## [WHAT YOU HAVE TO DO]
Write out all of the records below word for word, omitting the pictures.
-- begin MATERIAL PROVIDED --
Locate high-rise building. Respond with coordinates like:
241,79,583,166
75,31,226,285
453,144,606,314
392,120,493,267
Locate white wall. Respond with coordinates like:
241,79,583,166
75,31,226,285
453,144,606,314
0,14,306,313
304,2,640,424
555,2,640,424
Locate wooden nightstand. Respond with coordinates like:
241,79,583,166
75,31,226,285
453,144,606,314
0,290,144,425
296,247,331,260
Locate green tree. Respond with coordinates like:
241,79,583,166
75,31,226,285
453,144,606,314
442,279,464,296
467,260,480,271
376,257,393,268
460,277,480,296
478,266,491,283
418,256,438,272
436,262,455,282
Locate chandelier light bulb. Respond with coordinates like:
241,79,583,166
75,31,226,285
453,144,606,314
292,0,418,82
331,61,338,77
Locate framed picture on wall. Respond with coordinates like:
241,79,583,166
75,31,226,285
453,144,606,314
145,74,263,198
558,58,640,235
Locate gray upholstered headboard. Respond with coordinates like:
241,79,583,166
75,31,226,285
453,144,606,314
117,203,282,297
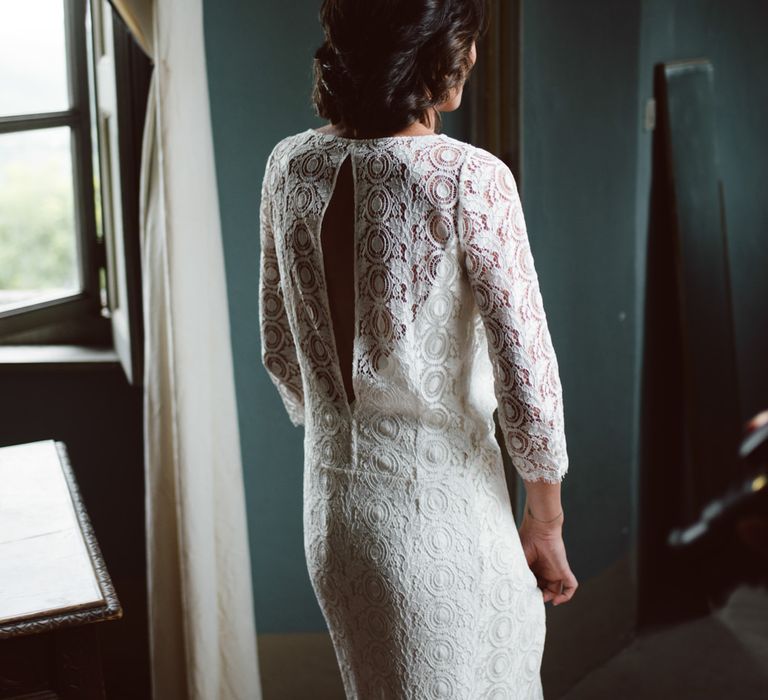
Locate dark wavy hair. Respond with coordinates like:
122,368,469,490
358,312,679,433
312,0,485,134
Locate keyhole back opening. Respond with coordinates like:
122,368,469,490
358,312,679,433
320,155,357,406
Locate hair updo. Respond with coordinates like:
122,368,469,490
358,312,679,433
312,0,485,134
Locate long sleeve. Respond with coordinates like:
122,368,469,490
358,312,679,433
459,149,568,483
259,154,304,426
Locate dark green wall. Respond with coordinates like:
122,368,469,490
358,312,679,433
637,0,768,420
204,0,768,632
204,0,325,633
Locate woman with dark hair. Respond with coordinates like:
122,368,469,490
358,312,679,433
260,0,578,700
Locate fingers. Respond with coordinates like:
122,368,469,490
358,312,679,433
539,571,579,605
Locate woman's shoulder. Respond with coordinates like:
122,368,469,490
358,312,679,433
267,129,312,163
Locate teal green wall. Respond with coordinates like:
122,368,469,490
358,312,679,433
638,0,768,420
204,0,474,633
520,0,640,580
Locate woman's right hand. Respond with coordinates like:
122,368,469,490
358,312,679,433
519,509,579,605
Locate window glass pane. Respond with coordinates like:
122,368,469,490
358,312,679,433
0,126,81,311
0,0,69,117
-- end MATERIAL PROVIDED --
## [RESPONSE FOR THIS EXERCISE]
Locate high-rise building. Respond with coordinates like:
241,79,583,166
75,31,226,285
453,144,606,314
392,120,493,267
Locate white wall. Respond with coordinates like:
241,79,583,166
75,31,226,285
453,144,606,314
0,14,306,313
304,2,640,424
555,2,640,424
Locate wooden nightstand. Respond with coordinates like:
241,79,583,166
75,31,226,285
453,144,606,314
0,290,144,425
296,247,331,260
Locate green tree. Respond with coordinates like:
241,79,583,166
75,31,226,285
453,144,606,314
442,279,464,296
467,260,480,271
376,257,393,268
460,277,480,296
478,266,491,283
418,256,438,272
436,262,455,282
Locate chandelier light bulb. Respond with coordinates like:
241,79,583,166
75,31,226,285
453,144,606,314
292,0,418,82
331,61,338,77
Locate framed picture on wall. Respond with coordinates like:
241,79,583,166
75,31,226,285
453,144,606,314
145,74,263,198
558,58,640,235
Locate gray upholstered headboard. Respond with coordinates like:
241,79,583,166
75,31,226,285
453,144,606,314
117,203,282,297
Locate dark wavy hair. Respond with coordinates like:
122,368,469,490
358,312,679,433
312,0,485,134
Locate keyhole back opening. Respond with coordinates like:
122,368,469,490
358,312,679,433
320,155,357,406
Locate hair updo. Respond with coordinates like:
122,368,469,490
358,312,679,433
312,0,485,134
Locate long sleeve. Respond with coordinates like:
122,368,469,490
358,312,679,433
459,149,568,483
259,154,304,426
Locate dark green wall. Respond with coordinates like:
122,368,469,490
358,312,679,433
637,0,768,420
204,0,768,632
204,0,325,633
Locate woman with dark hair. Respond with coordinates like:
122,368,469,490
358,312,679,433
260,0,578,700
Locate fingers. Respond with coordinates like:
122,368,469,490
358,312,679,433
539,571,579,605
Locate woman's shoulder. Respond with coordinates like:
122,368,469,490
358,312,679,433
267,129,312,163
Locate teal green wall. Respond with coordinates like:
122,368,469,490
358,312,679,433
638,0,768,420
204,0,474,633
520,0,640,580
Locate woman's right hand. Respond with coordinates like:
122,368,469,490
358,312,679,433
519,509,579,605
Locate window glass pane. Respond with coordinates like:
122,368,469,490
358,312,679,433
0,126,81,311
0,0,69,117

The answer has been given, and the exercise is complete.